Content starts
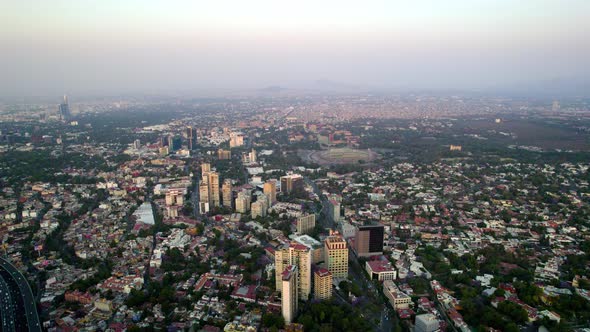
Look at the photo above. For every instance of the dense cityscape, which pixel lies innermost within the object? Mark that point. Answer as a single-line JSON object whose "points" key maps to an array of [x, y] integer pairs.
{"points": [[296, 213]]}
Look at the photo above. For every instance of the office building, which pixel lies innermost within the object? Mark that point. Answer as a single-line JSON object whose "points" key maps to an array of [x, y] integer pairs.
{"points": [[270, 190], [205, 167], [397, 298], [291, 183], [306, 224], [226, 193], [223, 154], [322, 284], [236, 140], [174, 197], [336, 255], [369, 240], [243, 202], [289, 293], [300, 256], [380, 270]]}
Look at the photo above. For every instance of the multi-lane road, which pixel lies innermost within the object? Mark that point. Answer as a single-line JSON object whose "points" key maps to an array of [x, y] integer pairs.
{"points": [[17, 296]]}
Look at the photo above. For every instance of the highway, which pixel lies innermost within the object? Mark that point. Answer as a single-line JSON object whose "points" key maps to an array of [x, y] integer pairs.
{"points": [[22, 297], [7, 306]]}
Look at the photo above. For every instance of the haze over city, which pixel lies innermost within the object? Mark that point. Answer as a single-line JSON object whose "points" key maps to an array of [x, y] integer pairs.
{"points": [[114, 47]]}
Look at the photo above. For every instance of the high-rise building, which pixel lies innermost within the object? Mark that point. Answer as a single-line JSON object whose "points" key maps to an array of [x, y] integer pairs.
{"points": [[223, 154], [260, 207], [426, 323], [243, 202], [336, 255], [369, 240], [270, 190], [213, 182], [64, 110], [205, 167], [174, 197], [300, 256], [306, 224], [174, 143], [292, 182], [226, 193], [236, 139], [289, 292], [334, 210], [322, 284], [203, 197]]}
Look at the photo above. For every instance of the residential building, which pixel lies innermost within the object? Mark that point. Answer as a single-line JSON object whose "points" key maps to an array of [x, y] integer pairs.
{"points": [[300, 256], [270, 190], [322, 281], [380, 270], [306, 224], [290, 183], [226, 193], [289, 292], [336, 255], [369, 240]]}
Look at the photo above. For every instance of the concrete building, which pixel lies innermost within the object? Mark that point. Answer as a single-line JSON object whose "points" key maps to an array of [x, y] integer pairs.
{"points": [[397, 298], [322, 284], [290, 183], [205, 167], [236, 139], [223, 154], [380, 270], [334, 210], [426, 323], [316, 247], [211, 179], [305, 224], [226, 193], [336, 255], [270, 190], [298, 255], [369, 240], [289, 293], [243, 202]]}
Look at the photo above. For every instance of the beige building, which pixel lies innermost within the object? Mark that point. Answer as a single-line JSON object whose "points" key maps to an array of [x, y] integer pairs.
{"points": [[322, 284], [306, 224], [300, 256], [205, 167], [336, 252], [223, 154], [243, 202], [289, 293], [270, 190], [226, 193]]}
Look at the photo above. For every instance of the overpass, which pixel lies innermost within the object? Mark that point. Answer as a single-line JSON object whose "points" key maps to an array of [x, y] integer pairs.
{"points": [[19, 298]]}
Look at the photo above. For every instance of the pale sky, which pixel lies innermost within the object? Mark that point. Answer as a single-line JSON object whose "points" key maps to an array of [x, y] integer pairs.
{"points": [[93, 47]]}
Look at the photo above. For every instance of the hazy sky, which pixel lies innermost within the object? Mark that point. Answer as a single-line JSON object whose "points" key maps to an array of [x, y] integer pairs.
{"points": [[93, 47]]}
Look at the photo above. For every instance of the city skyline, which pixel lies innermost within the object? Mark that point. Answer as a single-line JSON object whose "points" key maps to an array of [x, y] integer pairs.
{"points": [[162, 47]]}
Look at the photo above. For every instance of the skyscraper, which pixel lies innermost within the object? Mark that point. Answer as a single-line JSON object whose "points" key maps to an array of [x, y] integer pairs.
{"points": [[270, 190], [336, 255], [226, 193], [300, 256], [290, 183], [322, 284], [213, 182], [306, 224], [289, 292], [64, 110], [369, 240]]}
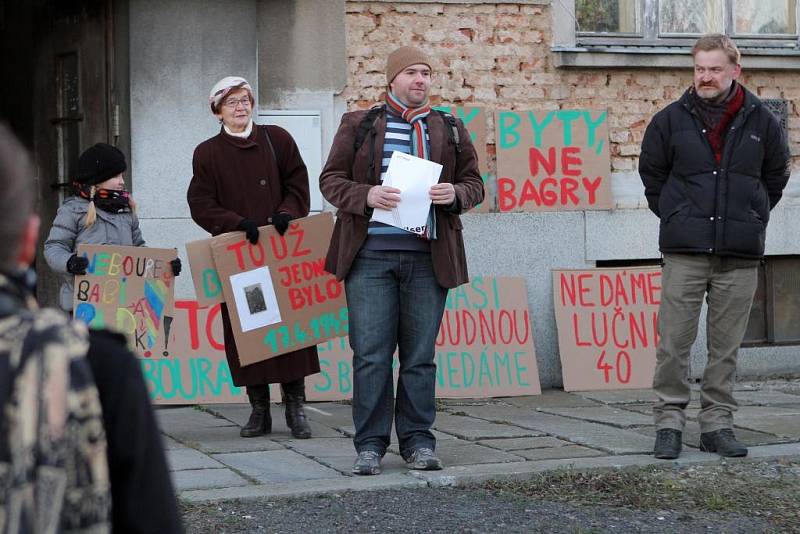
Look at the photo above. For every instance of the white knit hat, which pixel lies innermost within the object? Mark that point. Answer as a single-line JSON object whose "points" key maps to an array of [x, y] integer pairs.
{"points": [[225, 86]]}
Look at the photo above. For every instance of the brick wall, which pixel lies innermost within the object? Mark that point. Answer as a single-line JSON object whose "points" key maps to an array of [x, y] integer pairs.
{"points": [[498, 56]]}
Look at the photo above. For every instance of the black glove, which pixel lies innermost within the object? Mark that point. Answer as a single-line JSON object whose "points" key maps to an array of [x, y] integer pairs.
{"points": [[281, 222], [250, 229], [77, 264], [176, 266]]}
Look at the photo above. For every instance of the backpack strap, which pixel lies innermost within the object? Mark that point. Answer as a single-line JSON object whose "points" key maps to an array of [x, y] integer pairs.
{"points": [[366, 124], [452, 132]]}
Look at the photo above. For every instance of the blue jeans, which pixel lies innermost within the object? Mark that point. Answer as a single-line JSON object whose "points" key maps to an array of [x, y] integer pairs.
{"points": [[394, 301]]}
Content ends
## Exercise prompt
Give an exact copy of the listing, without its pictures.

## Finished exercise
Look at the photo above. For every instance of the dense cityscape, which pixel lies innermost within the object? Mark that point. Answer as a single-line JSON object whose "points" key maps to an array of [x, y] integer pairs.
{"points": [[296, 213]]}
Look at the photo above. For every instance of the office building, which pixel lies innermost within the object? Mark that point. Answer as a single-line JSON object whose "points" key maps to an array of [x, y] integer pairs.
{"points": [[270, 190], [205, 167], [397, 298], [291, 183], [306, 224], [226, 193], [223, 154], [322, 284], [236, 140], [174, 197], [336, 255], [369, 240], [243, 202], [289, 293], [300, 256], [380, 270]]}
Look at the photo above. For every instance of the multi-lane road, which pixel lies innermost within the object? Mark that point. Answer as a single-line JSON object whose "points" key maps to an array of [x, y] integer pairs.
{"points": [[17, 296]]}
Look at the photo above. For every instance of the highway, which pixel lies innermost within the object? Mark that point. Answer as a single-line JSON object whose "points" key maps to an array of [x, y] integer pairs.
{"points": [[22, 297], [7, 306]]}
Look at the photo above. For every instance of the haze over city, which pixel lies innermost within the object? Mark that point. Answer as a single-line JSON object whose "points" key maps to an array of [x, y] integer pairs.
{"points": [[114, 47]]}
Look at the photo above. For every instance of the high-rise building, which pixel lies innermost within the object? Mark that point. Answer as a single-line JSON object whose "points" key maps to an array of [x, y] integer pairs.
{"points": [[223, 154], [260, 207], [426, 323], [243, 202], [336, 255], [369, 240], [270, 190], [213, 182], [64, 110], [205, 167], [174, 197], [300, 256], [306, 224], [174, 143], [292, 182], [226, 193], [236, 139], [289, 292], [334, 210], [322, 284], [203, 197]]}
Look at the photo above. For every instance of the residential building, which pixel lies innermost within the object? Mark that point. Answer as a single-line JSON object whose "points" key maps to an array of [x, y] integer pairs.
{"points": [[300, 256], [270, 190], [322, 281], [380, 270], [306, 224], [290, 183], [226, 193], [289, 292], [336, 255], [369, 240]]}
Look at the photo above. For every instance of the concrete building, which pixel lies innermost within the object? Mark that point. Answer as a single-line JSON object whose "points" key maps to an array of [x, y] integer pairs.
{"points": [[397, 298], [322, 284], [290, 183], [205, 167], [236, 139], [223, 154], [380, 270], [334, 210], [426, 323], [316, 247], [211, 179], [305, 224], [226, 193], [336, 255], [270, 190], [298, 255], [369, 240], [289, 293], [243, 202]]}
Look at the photo above. For every instance of the beige building, which pixel lies innermost within the object? Mark that point. Answer as a single-line JSON object whose "points" key maps to an array of [x, y] integer pairs.
{"points": [[322, 284], [306, 224], [300, 256], [205, 167], [336, 252], [223, 154], [243, 202], [289, 293], [270, 190], [226, 193]]}
Look at the photo above. For every instance of the overpass, which pixel lies innermost within the object? Mark that point. Answer as a single-line JSON object whose "points" key maps to an array of [x, y] integer pairs.
{"points": [[19, 298]]}
Look at the photo above. For every instance of the pale sky, which pixel lies innermost within the object? Mark that point. Answer as a single-line JSON object whose "points" key maps to an array of [x, y] integer pairs.
{"points": [[93, 47]]}
Look at the photo above. For every instance of the hazy sky, which pixel lies innermost within the object? Mark that point. Answer as a single-line JSON object whose "points" key maps to an array of [x, y] integer pairs.
{"points": [[93, 47]]}
Look at the photo above. For every instance of the city skyline, which pixel lies innermost within the object? Mark that point. Answer as a single-line JSON object whose "points" key maps to an array of [x, y] integer pairs.
{"points": [[162, 47]]}
Look at the photo above. For every instance of the skyscraper, which pixel lies innermost within the object? Mark that point. Answer as a single-line JSON object whose "points" key maps to an array of [x, y] integer pairs.
{"points": [[270, 190], [336, 255], [226, 193], [300, 256], [290, 183], [322, 284], [213, 182], [306, 224], [289, 292], [64, 110], [369, 240]]}
Look at the photo above. For every instance of the white knit hat, which pixel lies innermost within the object? Mark that point. Answer as a single-line JSON object whose "points" key maps to an array of [x, y] integer pairs.
{"points": [[225, 86]]}
Look at the photo above. For every instance of the brick wall, which pixel lies innermost within the object? Mark that point. Answer as a single-line JSON object whose "points" key maps to an array of [x, y] integer pairs.
{"points": [[498, 56]]}
Look at the photo above. For every instance of the black glove, which pixel lies innermost within the object? Mark that point. Answer as a single-line JSON object whose "points" key maps to an array of [x, y] integer pairs.
{"points": [[281, 222], [250, 229], [77, 264], [176, 266]]}
Look at the photo above. For every instance of the backpack strap, which pixel lies innermost within the object? Mark that point. Answer as a single-line JSON object whose "points" key maps to an array of [x, y] integer pairs.
{"points": [[366, 124], [452, 132]]}
Look at the photo above. For every instance of the blue jeans, which pixel lies innermost within the object? Mark that point. Answer as a single-line JSON object whose "points" key maps to an array of [x, y] integer pairs.
{"points": [[394, 301]]}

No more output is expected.